Task instructions →
The listing that follows should be copied in full, exactly as written.

Data provided →
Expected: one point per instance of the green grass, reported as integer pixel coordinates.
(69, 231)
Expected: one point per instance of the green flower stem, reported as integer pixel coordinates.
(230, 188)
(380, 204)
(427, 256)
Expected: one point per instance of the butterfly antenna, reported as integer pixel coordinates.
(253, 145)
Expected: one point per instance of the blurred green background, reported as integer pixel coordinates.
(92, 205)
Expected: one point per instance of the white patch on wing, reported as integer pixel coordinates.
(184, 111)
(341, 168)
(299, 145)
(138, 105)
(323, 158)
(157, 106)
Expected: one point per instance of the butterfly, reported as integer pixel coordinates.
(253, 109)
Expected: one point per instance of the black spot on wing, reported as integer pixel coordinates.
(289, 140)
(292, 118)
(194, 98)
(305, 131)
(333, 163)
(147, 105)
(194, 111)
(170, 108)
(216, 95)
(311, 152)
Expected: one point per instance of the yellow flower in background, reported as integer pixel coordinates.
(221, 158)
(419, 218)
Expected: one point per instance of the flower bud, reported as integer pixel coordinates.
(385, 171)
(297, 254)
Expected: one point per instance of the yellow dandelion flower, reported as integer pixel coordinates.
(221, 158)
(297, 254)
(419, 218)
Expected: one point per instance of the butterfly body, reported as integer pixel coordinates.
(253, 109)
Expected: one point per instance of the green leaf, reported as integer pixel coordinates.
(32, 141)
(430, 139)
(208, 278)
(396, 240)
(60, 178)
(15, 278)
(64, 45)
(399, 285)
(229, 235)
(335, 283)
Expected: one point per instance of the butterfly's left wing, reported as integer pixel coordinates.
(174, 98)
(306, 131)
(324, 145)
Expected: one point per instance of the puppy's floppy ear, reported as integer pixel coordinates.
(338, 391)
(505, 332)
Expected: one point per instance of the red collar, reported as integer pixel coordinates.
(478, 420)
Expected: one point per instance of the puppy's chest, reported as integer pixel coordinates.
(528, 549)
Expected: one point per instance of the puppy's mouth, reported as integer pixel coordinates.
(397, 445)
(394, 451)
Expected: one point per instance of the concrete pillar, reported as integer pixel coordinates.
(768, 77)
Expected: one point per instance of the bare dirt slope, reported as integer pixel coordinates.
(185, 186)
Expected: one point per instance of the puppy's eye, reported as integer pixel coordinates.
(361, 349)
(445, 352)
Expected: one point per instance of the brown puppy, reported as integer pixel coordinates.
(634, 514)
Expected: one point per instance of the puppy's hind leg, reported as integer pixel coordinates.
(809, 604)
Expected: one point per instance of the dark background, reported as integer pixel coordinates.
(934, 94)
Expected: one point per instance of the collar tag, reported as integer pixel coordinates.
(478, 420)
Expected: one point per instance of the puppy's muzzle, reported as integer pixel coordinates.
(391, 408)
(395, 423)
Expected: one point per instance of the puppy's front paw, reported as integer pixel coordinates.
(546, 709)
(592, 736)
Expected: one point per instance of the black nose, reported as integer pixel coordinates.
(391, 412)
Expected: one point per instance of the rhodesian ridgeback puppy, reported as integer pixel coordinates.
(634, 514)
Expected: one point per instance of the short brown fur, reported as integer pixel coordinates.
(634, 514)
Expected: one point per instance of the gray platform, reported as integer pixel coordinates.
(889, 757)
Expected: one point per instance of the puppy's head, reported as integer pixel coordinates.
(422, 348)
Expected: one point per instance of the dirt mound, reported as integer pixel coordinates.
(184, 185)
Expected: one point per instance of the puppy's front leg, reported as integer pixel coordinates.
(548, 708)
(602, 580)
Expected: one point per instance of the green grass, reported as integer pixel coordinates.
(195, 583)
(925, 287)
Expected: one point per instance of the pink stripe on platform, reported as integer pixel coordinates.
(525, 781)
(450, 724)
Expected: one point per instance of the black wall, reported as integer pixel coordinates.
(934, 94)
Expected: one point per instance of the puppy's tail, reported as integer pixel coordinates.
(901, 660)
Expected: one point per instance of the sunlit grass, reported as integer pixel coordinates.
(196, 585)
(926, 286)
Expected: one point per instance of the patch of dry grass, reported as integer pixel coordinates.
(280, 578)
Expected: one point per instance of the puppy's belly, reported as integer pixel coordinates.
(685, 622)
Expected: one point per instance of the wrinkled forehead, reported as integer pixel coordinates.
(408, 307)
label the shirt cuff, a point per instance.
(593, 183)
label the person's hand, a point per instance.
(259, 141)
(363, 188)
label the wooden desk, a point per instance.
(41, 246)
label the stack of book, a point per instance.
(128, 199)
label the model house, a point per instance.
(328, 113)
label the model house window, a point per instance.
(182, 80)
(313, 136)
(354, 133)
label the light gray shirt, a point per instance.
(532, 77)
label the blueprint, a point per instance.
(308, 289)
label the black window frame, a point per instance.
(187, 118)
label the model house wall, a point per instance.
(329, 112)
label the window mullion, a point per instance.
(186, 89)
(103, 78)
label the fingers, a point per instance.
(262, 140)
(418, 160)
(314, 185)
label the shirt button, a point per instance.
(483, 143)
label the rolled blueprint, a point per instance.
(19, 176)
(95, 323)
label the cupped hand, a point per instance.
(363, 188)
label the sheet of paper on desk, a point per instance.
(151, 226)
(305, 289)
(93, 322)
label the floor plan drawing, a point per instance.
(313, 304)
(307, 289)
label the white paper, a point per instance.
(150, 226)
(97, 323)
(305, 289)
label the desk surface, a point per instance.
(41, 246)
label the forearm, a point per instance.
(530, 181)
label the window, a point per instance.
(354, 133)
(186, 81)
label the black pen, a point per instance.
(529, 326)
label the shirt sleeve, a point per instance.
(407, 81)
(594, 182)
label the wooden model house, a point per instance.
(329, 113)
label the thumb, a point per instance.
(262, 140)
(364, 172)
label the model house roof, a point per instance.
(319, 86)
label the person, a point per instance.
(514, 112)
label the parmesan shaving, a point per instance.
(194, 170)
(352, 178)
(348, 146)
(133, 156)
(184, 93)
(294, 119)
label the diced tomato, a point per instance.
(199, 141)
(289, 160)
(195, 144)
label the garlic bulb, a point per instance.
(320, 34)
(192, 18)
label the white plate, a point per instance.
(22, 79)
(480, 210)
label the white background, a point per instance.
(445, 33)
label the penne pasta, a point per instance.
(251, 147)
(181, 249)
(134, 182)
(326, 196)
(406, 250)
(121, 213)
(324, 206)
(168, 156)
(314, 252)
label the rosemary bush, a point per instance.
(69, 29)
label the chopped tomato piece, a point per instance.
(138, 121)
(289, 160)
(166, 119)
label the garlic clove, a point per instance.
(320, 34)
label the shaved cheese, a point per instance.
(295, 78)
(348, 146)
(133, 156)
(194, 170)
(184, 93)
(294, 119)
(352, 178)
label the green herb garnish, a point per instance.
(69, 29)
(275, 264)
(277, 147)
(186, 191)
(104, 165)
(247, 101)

Task result →
Expected: one point per instance of the green grass, reported as integer pixel coordinates.
(69, 231)
Expected: one point per instance of the green flower stem, reported as integer pixel coordinates.
(230, 188)
(380, 204)
(427, 256)
Expected: one point per instance of the butterfly antenna, reported as integer pixel coordinates.
(253, 145)
Expected: one point per instance of the blurred green background, reported as integer pixel coordinates.
(92, 205)
Expected: one point per instance of the white patch on wing, reported as integer pixel coordinates.
(184, 111)
(341, 168)
(299, 145)
(138, 105)
(323, 158)
(157, 106)
Expected: one point per instance of the butterfly, reported as integer pixel coordinates.
(253, 109)
Expected: one point per instance of the black spot on wing, reported as integer pixel coordinates.
(289, 140)
(292, 118)
(194, 98)
(305, 131)
(333, 163)
(147, 105)
(194, 111)
(170, 108)
(216, 95)
(311, 152)
Expected: one point per instance of the yellow flower in background, reported as integer pixel coordinates.
(221, 158)
(419, 218)
Expected: one point per instance of the flower bud, reported as integer pixel coordinates.
(385, 171)
(297, 254)
Expected: one point per instance of the yellow dandelion flower, reported as integer pixel coordinates.
(221, 158)
(297, 254)
(419, 218)
Expected: one point per instance of the butterfly body, reported as integer pixel coordinates.
(253, 109)
Expected: one point per instance of the green leaf, reported as integer pixel coordinates.
(32, 141)
(430, 139)
(208, 278)
(396, 240)
(60, 178)
(15, 278)
(64, 45)
(399, 285)
(229, 235)
(335, 283)
Expected: one point per instance of the butterfly's left wing, reported as integer pixel coordinates.
(174, 98)
(306, 131)
(324, 145)
Expected: one point per instance of the puppy's floppy ear, reported as integer pixel coordinates.
(338, 391)
(505, 332)
Expected: one point per instance of the red collar, reported as integer pixel coordinates.
(478, 420)
Expected: one point per instance of the puppy's chest, reported as integer pixel coordinates.
(528, 549)
Expected: one point per instance of the puppy's mouth, reported as integer pixel coordinates.
(397, 445)
(394, 451)
Expected: one point per instance of the concrete pillar, reported as integer pixel coordinates.
(768, 77)
Expected: one point per instance of the bare dirt slope, reported as integer pixel coordinates.
(185, 186)
Expected: one point per instance of the puppy's eye, reported as integer pixel coordinates.
(361, 349)
(445, 352)
Expected: one point per instance of the brown puppy, reported as integer pixel coordinates.
(634, 514)
Expected: one point per instance of the puppy's hind leg, reported as integer pixel coordinates.
(809, 604)
Expected: one point per instance of the dark background, reported as integer pixel coordinates.
(934, 94)
Expected: one point per instance of the collar tag, reported as integer pixel coordinates.
(478, 420)
Expected: one point per instance of the puppy's muzzle, reported as integer pixel coordinates.
(391, 408)
(395, 423)
Expected: one point per instance of the puppy's front paw, reported as integer pixel coordinates.
(546, 709)
(592, 736)
Expected: one point per instance of the black nose, reported as integer pixel coordinates.
(391, 412)
Expected: one point per instance of the rhodesian ridgeback puppy, reported as integer pixel coordinates.
(634, 514)
Expected: one point per instance of the short brown fur, reported as integer pixel coordinates.
(634, 514)
Expected: one point per instance of the gray platform, reported as integer pixel coordinates.
(889, 757)
Expected: one point per instance of the puppy's head, reported as integer pixel coordinates.
(422, 348)
Expected: one point per instance of the dirt mound, reported as integer pixel coordinates.
(184, 185)
Expected: one point per instance of the puppy's front leg, reported as integer pixel coordinates.
(548, 708)
(602, 580)
Expected: one point per instance of the green grass, reported as integer pixel coordinates.
(195, 583)
(925, 287)
Expected: one point per instance of the pink stripe on platform, reported as integer pixel coordinates.
(525, 781)
(450, 724)
Expected: one point per instance of the black wall, reported as integer pixel coordinates.
(934, 94)
Expected: one point per instance of the puppy's tail, reported as integer pixel coordinates.
(901, 660)
Expected: one point per instance of the sunlit grass, reported as integer pixel coordinates.
(196, 585)
(926, 286)
Expected: one point per instance of the patch of dry grass, reported as integer pixel coordinates.
(280, 578)
Expected: one point per instance of the puppy's belly, reported as integer pixel coordinates.
(685, 622)
Expected: one point per instance of the wrinkled forehead, reported as integer pixel coordinates.
(408, 307)
label the shirt cuff, a point per instance.
(593, 183)
label the person's hand, a point per instance.
(259, 141)
(363, 188)
label the wooden desk, a point per instance.
(41, 246)
label the stack of book, a point per instance.
(128, 199)
label the model house, a point per instance.
(328, 113)
label the model house window, a point per instance.
(182, 80)
(313, 136)
(354, 133)
label the light gray shirt, a point per instance.
(532, 77)
label the blueprint, a point per instance.
(308, 289)
label the black window frame, a point per instance.
(187, 118)
label the model house wall, a point per instance.
(329, 112)
label the window mullion, a point per instance.
(186, 89)
(103, 78)
label the fingers, a point per instance.
(262, 140)
(418, 160)
(314, 185)
label the shirt button, a point per instance.
(483, 143)
label the rolled blueprint, a point per instance.
(19, 176)
(95, 323)
label the cupped hand, a point per instance.
(363, 188)
label the sheet of paper on desk, a point per instance.
(151, 226)
(305, 289)
(93, 322)
label the floor plan drawing, a point per instance.
(313, 304)
(307, 289)
label the white paper, a point per instance.
(150, 226)
(97, 323)
(305, 289)
label the desk surface, a point per instance.
(41, 246)
label the forearm, a point per instance.
(530, 181)
label the window, a point per instance.
(354, 133)
(186, 81)
label the black pen, a point per instance.
(529, 326)
label the shirt sleeve, a point per instance.
(407, 81)
(594, 182)
label the wooden model house, a point per instance.
(329, 113)
label the thumb, a point per instance.
(262, 140)
(364, 172)
label the model house roof, a point per instance.
(319, 86)
label the person, a point per instance.
(514, 112)
label the parmesan shaving, a point per instance.
(194, 170)
(352, 178)
(348, 146)
(133, 156)
(184, 93)
(294, 119)
label the diced tomato, a point per instance.
(199, 141)
(289, 160)
(195, 144)
label the garlic bulb, a point per instance.
(320, 34)
(192, 18)
label the white plate, a point per instance.
(22, 79)
(480, 210)
label the white background, a point per instance.
(445, 33)
label the penne pasta, a point per instance.
(251, 147)
(181, 249)
(134, 182)
(326, 196)
(406, 250)
(121, 213)
(324, 206)
(168, 156)
(314, 252)
label the rosemary bush, a point per instance.
(69, 29)
label the chopped tomato piece, a point per instance.
(138, 121)
(289, 160)
(166, 119)
label the garlic clove, a point per instance.
(320, 34)
label the shaved cheese, a point per instance.
(295, 78)
(348, 146)
(133, 156)
(194, 170)
(184, 93)
(294, 119)
(352, 178)
label the green herb garnish, a point per instance.
(69, 29)
(275, 264)
(277, 147)
(186, 191)
(104, 165)
(247, 101)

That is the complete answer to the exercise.